▸ **Work to complete**
Return the listing below character for character.
- - - - - - -
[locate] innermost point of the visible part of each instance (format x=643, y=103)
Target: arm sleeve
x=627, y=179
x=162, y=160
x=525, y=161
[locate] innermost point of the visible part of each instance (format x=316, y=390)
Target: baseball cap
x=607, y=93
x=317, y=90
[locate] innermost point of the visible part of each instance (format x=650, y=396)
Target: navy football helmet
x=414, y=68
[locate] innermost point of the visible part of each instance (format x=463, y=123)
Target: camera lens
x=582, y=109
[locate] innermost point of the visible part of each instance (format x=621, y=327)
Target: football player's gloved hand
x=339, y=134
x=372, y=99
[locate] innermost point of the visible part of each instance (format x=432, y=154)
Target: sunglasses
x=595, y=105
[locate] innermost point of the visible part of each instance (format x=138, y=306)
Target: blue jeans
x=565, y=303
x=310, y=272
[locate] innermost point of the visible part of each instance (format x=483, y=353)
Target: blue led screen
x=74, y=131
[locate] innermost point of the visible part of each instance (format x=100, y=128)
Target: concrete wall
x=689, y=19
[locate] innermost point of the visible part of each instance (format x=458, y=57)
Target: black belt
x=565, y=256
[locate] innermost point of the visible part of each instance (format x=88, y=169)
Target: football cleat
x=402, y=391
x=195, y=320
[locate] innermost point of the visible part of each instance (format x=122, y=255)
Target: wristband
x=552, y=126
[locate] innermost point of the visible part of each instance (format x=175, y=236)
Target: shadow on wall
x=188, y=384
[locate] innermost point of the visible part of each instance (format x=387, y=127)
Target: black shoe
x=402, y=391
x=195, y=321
- - - - - - -
▸ **Written reply**
[locate] innermost point of the visible part of each instance (format x=643, y=103)
Target: arm sleeve
x=627, y=179
x=162, y=160
x=525, y=161
[locate] innermost point of the visible part of each instance (format x=316, y=390)
Target: baseball cap
x=607, y=93
x=317, y=90
[locate] innermost point of the visible part of each instance (format x=650, y=396)
Target: navy football helmet
x=414, y=68
[locate] innermost point of the visible part of each instance (format x=463, y=123)
Target: camera lens
x=582, y=109
[locate] innermost point of the visible part of each instance (format x=621, y=327)
Target: football player's gloved hand
x=339, y=134
x=372, y=99
[locate] innermost point of the visible part of each instance (format x=432, y=154)
Target: sunglasses
x=595, y=105
[locate] innermost point of the visible part of each instance (format x=138, y=306)
Target: blue jeans
x=565, y=303
x=310, y=272
[locate] innermost point of the visible part of each instance (format x=483, y=353)
Target: blue led screen
x=74, y=131
[locate] innermost point of the visible part of each instance (format x=100, y=128)
Target: concrete wall
x=689, y=19
[locate] innermost point of the visible part of each instance (format x=458, y=57)
Target: black belt
x=565, y=256
[locate] innermost point of the visible part of each instance (format x=88, y=169)
Target: football cleat
x=402, y=391
x=195, y=320
[locate] innermost point of the visible part of each instance (format x=122, y=255)
Target: wristband
x=552, y=126
[locate] innermost point of the visible part of each instance (format x=175, y=236)
Target: shadow on wall
x=188, y=384
[locate] innermost point of the visible part of each instance (format x=387, y=127)
Target: black shoe
x=402, y=391
x=195, y=321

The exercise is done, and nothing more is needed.